## TASK DETAILS
How many lines in the items below contain the string "positive"? Case counts. Reply with the number alone.

*** PROVIDED INFORMATION ***

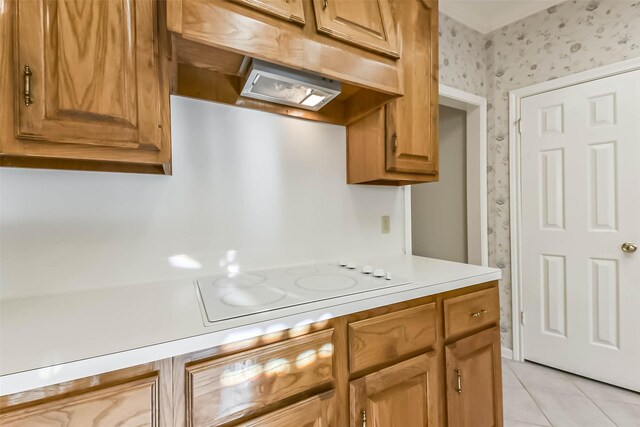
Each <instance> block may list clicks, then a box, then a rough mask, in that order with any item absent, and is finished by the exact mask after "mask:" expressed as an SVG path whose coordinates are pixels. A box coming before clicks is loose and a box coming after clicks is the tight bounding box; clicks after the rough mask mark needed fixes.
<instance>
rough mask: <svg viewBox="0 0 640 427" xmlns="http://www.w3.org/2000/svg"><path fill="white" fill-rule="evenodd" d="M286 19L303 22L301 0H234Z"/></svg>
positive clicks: (270, 13)
mask: <svg viewBox="0 0 640 427" xmlns="http://www.w3.org/2000/svg"><path fill="white" fill-rule="evenodd" d="M234 1H235V2H237V3H242V4H244V5H246V6H248V7H251V8H254V9H257V10H259V11H261V12H265V13H268V14H269V15H273V16H276V17H278V18H283V19H285V20H287V21H291V22H297V23H299V24H304V23H305V20H304V9H303V7H302V0H234Z"/></svg>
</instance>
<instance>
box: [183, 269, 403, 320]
mask: <svg viewBox="0 0 640 427" xmlns="http://www.w3.org/2000/svg"><path fill="white" fill-rule="evenodd" d="M410 282H411V281H410V280H408V279H404V278H402V277H397V276H396V275H394V274H393V273H391V272H388V271H385V270H383V269H381V268H377V267H373V266H368V265H364V266H358V265H356V264H355V263H344V262H339V263H338V262H336V263H323V264H308V265H299V266H295V267H288V268H275V269H269V270H259V271H251V272H245V273H232V274H228V275H221V276H212V277H206V278H201V279H198V280H196V281H195V284H196V288H197V290H198V292H199V296H200V298H201V302H202V307H203V311H204V315H205V316H206V319H205V320H206V321H208V322H210V323H213V322H219V321H223V320H229V319H236V318H240V317H244V316H249V315H252V314H256V313H261V312H266V311H273V310H280V309H284V308H288V307H293V306H297V305H300V304H307V303H312V302H318V301H326V300H331V299H334V298H339V297H343V296H346V295H353V294H360V293H366V292H369V291H374V290H378V289H383V288H389V287H393V286H398V285H403V284H407V283H410Z"/></svg>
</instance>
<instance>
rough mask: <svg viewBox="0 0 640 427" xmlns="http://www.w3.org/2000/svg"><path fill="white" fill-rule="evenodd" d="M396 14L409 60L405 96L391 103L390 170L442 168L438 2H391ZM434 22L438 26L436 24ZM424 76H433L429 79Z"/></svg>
mask: <svg viewBox="0 0 640 427" xmlns="http://www.w3.org/2000/svg"><path fill="white" fill-rule="evenodd" d="M391 6H392V9H393V12H394V15H395V16H397V17H399V18H398V19H399V20H400V22H403V23H407V25H406V26H405V25H403V28H402V32H401V37H402V49H403V50H404V51H405V52H409V55H405V56H403V58H402V61H403V64H404V88H405V96H403V97H401V98H398V99H395V100H394V101H392V102H391V103H389V104H387V107H386V113H387V118H386V119H387V132H386V139H387V150H386V166H387V170H388V171H393V172H408V173H421V174H435V173H436V172H437V164H438V163H437V156H438V153H437V149H438V131H437V127H438V120H437V117H438V83H437V74H438V72H437V61H438V52H437V39H436V42H435V43H434V42H433V40H432V39H431V38H432V37H435V38H437V37H438V32H437V30H436V31H432V29H436V28H437V27H436V25H437V24H436V23H435V22H434V20H435V19H437V16H438V11H437V6H436V4H435V3H431V2H430V3H426V2H423V1H421V0H410V1H400V2H392V3H391ZM432 27H433V28H432ZM425 76H429V77H428V78H425Z"/></svg>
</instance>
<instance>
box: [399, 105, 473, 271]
mask: <svg viewBox="0 0 640 427" xmlns="http://www.w3.org/2000/svg"><path fill="white" fill-rule="evenodd" d="M439 121H440V126H439V133H440V138H439V144H440V145H439V160H440V180H439V181H438V182H434V183H426V184H418V185H412V186H411V235H412V236H411V237H412V240H411V241H412V249H413V254H414V255H420V256H427V257H431V258H438V259H445V260H448V261H457V262H465V263H466V262H467V259H468V255H467V254H468V250H467V249H468V245H467V190H466V186H467V141H466V139H467V129H466V124H467V113H466V112H465V111H462V110H456V109H453V108H449V107H444V106H440V118H439Z"/></svg>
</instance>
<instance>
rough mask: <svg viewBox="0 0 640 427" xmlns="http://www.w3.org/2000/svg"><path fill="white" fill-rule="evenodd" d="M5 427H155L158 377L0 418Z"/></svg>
mask: <svg viewBox="0 0 640 427" xmlns="http://www.w3.org/2000/svg"><path fill="white" fill-rule="evenodd" d="M0 424H1V425H2V426H4V427H45V426H47V427H63V426H71V427H75V426H89V425H91V426H95V427H111V426H122V427H134V426H150V427H157V426H158V425H159V424H158V377H152V378H145V379H143V380H138V381H133V382H129V383H125V384H122V385H118V386H114V387H108V388H105V389H102V390H97V391H90V392H87V393H81V394H79V395H74V396H71V397H68V398H64V399H60V400H55V401H53V402H48V403H43V404H40V405H36V406H33V407H27V408H24V409H19V410H16V411H11V412H6V413H3V414H1V415H0Z"/></svg>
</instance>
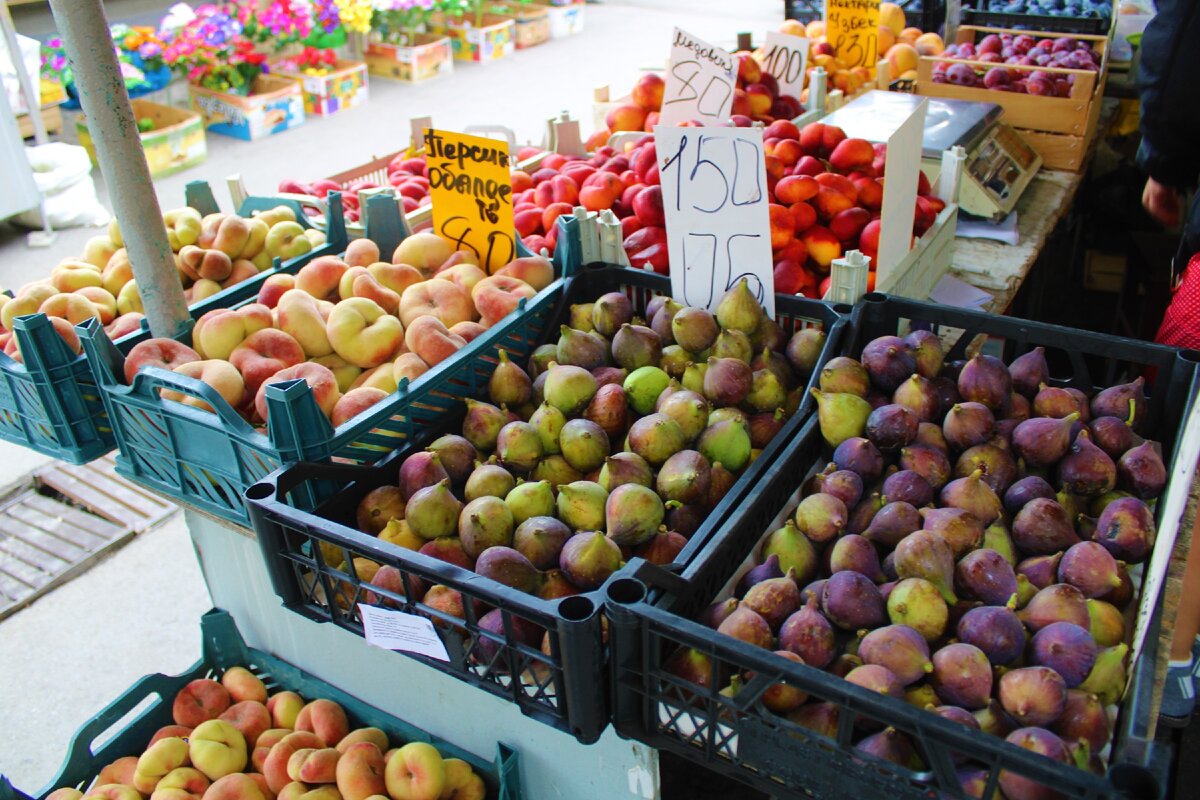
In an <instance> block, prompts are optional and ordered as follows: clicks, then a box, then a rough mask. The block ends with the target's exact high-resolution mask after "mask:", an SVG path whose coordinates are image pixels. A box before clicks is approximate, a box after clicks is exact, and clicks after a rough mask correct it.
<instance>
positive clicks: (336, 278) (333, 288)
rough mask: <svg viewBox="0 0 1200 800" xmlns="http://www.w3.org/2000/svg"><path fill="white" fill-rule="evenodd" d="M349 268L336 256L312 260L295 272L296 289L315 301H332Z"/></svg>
mask: <svg viewBox="0 0 1200 800" xmlns="http://www.w3.org/2000/svg"><path fill="white" fill-rule="evenodd" d="M348 269H349V267H348V266H347V265H346V261H343V260H342V259H340V258H337V257H336V255H322V257H319V258H314V259H312V260H311V261H308V263H307V264H305V265H304V266H301V267H300V271H299V272H296V289H300V290H301V291H307V293H308V294H311V295H312V296H313V297H316V299H317V300H332V299H336V296H337V288H338V284H340V283H341V281H342V276H343V275H344V273H346V270H348Z"/></svg>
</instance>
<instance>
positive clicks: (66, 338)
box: [0, 205, 325, 362]
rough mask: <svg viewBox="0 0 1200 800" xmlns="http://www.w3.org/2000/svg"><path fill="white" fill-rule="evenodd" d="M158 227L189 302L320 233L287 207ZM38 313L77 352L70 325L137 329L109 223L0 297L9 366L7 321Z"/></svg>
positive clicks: (243, 276)
mask: <svg viewBox="0 0 1200 800" xmlns="http://www.w3.org/2000/svg"><path fill="white" fill-rule="evenodd" d="M163 225H164V227H166V229H167V240H168V242H169V245H170V248H172V252H173V253H174V258H175V266H176V269H178V270H179V278H180V281H181V282H182V284H184V287H185V288H184V297H185V299H186V300H187V302H188V303H192V302H198V301H200V300H204V299H205V297H210V296H212V295H215V294H217V293H218V291H221V290H222V289H228V288H229V287H232V285H234V284H236V283H241V282H242V281H246V279H248V278H252V277H254V276H256V275H258V273H259V272H262V271H264V270H268V269H270V267H271V264H272V259H274V258H281V259H283V260H288V259H292V258H296V257H299V255H304V254H305V253H308V252H311V251H312V249H313V248H314V247H319V246H322V245H324V243H325V235H324V234H323V233H320V231H319V230H313V229H311V228H305V227H304V225H301V224H300V223H299V222H296V217H295V212H294V211H293V210H292V209H290V207H289V206H286V205H281V206H278V207H275V209H270V210H266V211H262V212H256V213H254V216H252V217H250V218H245V217H239V216H236V215H233V213H210V215H208V216H200V212H199V211H197V210H196V209H191V207H182V209H174V210H172V211H167V212H166V213H164V215H163ZM37 312H41V313H43V314H46V315H47V317H49V318H50V323H52V324H53V325H54V329H55V330H56V331H58V333H59V336H61V337H62V339H64V341H65V342H66V343H67V345H68V347H70V348H71V349H72V350H73V351H74V353H77V354H78V353H82V348H80V344H79V337H78V336H77V335H76V332H74V326H76V325H78V324H79V323H83V321H85V320H88V319H98V320H100V323H101V325H103V326H104V331H106V332H107V333H108V336H109V338H113V339H116V338H120V337H122V336H125V335H127V333H132V332H133V331H136V330H138V329H139V327H140V325H142V318H143V315H144V314H143V308H142V295H139V294H138V284H137V281H134V279H133V267H132V266H131V264H130V255H128V253H127V252H126V249H125V241H124V240H122V237H121V231H120V228H119V227H118V225H116V219H113V221H112V222H109V223H108V233H107V234H104V235H101V236H92V237H91V239H89V240H88V242H86V245H84V251H83V254H82V255H80V257H79V258H68V259H65V260H62V261H61V263H60V264H59V265H58V266H55V267H54V269H53V270H50V275H49V277H47V278H43V279H40V281H31V282H30V283H26V284H25V285H23V287H22V288H20V289H18V290H17V293H16V295H14V296H13V297H8V296H6V295H0V348H4V353H5V355H7V356H10V357H11V359H13V360H14V361H18V362H23V357H22V355H20V351H19V349H18V347H17V338H16V337H14V336H13V335H12V330H13V320H16V319H17V318H18V317H23V315H26V314H34V313H37Z"/></svg>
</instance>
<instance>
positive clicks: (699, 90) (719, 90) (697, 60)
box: [659, 28, 738, 125]
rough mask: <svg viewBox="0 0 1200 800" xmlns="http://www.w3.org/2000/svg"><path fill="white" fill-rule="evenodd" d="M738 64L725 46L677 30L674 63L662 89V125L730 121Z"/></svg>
mask: <svg viewBox="0 0 1200 800" xmlns="http://www.w3.org/2000/svg"><path fill="white" fill-rule="evenodd" d="M737 78H738V67H737V62H736V61H734V60H733V56H732V55H730V54H728V53H727V52H725V50H722V49H721V48H719V47H716V46H714V44H709V43H708V42H706V41H703V40H701V38H697V37H695V36H692V35H691V34H689V32H686V31H683V30H679V29H678V28H676V29H674V38H673V40H672V46H671V62H670V64H668V65H667V79H666V85H665V86H664V89H662V110H661V112H660V116H659V120H660V121H661V122H662V125H677V124H679V122H686V121H688V120H700V121H701V122H704V124H706V125H719V124H724V122H726V121H728V119H730V113H731V112H732V109H733V89H734V86H736V85H737Z"/></svg>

*** End of PROVIDED INFORMATION ***

## WRITTEN RESPONSE
5